+++ Extrait +++

2     Vocabulaire spécifique au son dans le langage courant.

Pour introduire le son, on peut ouïr, écouter, entendre, percevoir, saisir, discerner, remarquer.

Différentes qualités et notions permettent de qualifier les sons. On trouve ce vocabulaire chez les professionnels de la sonorisation, dans les traités musicaux. On peut, pour en affiner les catégories, ajouter les schémas d’écoute de la musique électroacoustique et concrète que Pierre Schaeffer donne dans son Traité des objets musicaux. Il distingue :

-   Trois types de sons : le bruit, la musique, la parole.

-   La hauteur : aigu, grave, sur aigu.

-  L’intensité ou la puissance : piano, forte, un son intense, un cri. Imperceptible (pas tout à fait exclusif du son), inaudible.  Strident : situe à la fois une intensité et une hauteur.

Les mots les plus utilisés : fort et faible sont très généraux, utilisés pour une puissance physique, intellectuelle, musculaire, psychologique. Ceci explique pourquoi fort et faible sont des mots peu « littéraires » - quand il s’agit du son-  peu précis et peu évocateur.

« Un bruit fort » est une expression faible. Une rumeur ou un « bruit sourd, sonore, ou retentissant» sont plus évocatrices.

+++

Énoncé 1 -
Répondez à ces questions à partir de l'extrait :
(a) Quels sont les trois types de sons que distingue Pierre Schaeffer ?
(b) Quel mot situe à la fois une intensité et une hauteur ?
(c) Quelle expression est jugée faible ?

+++ Données à utiliser +++

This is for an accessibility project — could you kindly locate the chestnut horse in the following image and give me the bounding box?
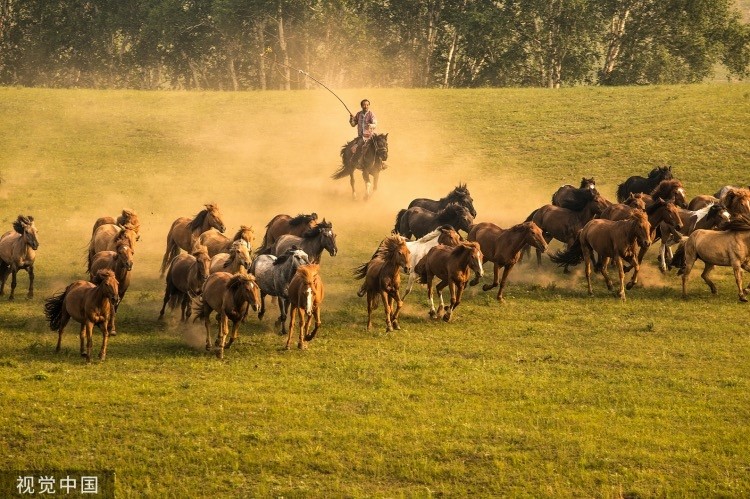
[286,264,324,350]
[44,270,120,362]
[193,272,260,359]
[160,204,226,276]
[469,222,547,302]
[414,241,484,322]
[0,215,39,300]
[354,235,411,331]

+++

Énoncé 2 -
Recopiez à l'identique toutes les lignes de données ci-dessus, sans reprendre les images.

Bonne réponse 1 -
(a) Le bruit, la musique, la parole.
(b) Strident.
(c) « Un bruit fort ».

Bonne réponse 2 -
This is for an accessibility project — could you kindly locate the chestnut horse in the following image and give me the bounding box?
[286,264,324,350]
[44,270,120,362]
[193,272,260,359]
[160,204,226,276]
[469,222,547,302]
[414,241,484,322]
[0,215,39,300]
[354,235,411,331]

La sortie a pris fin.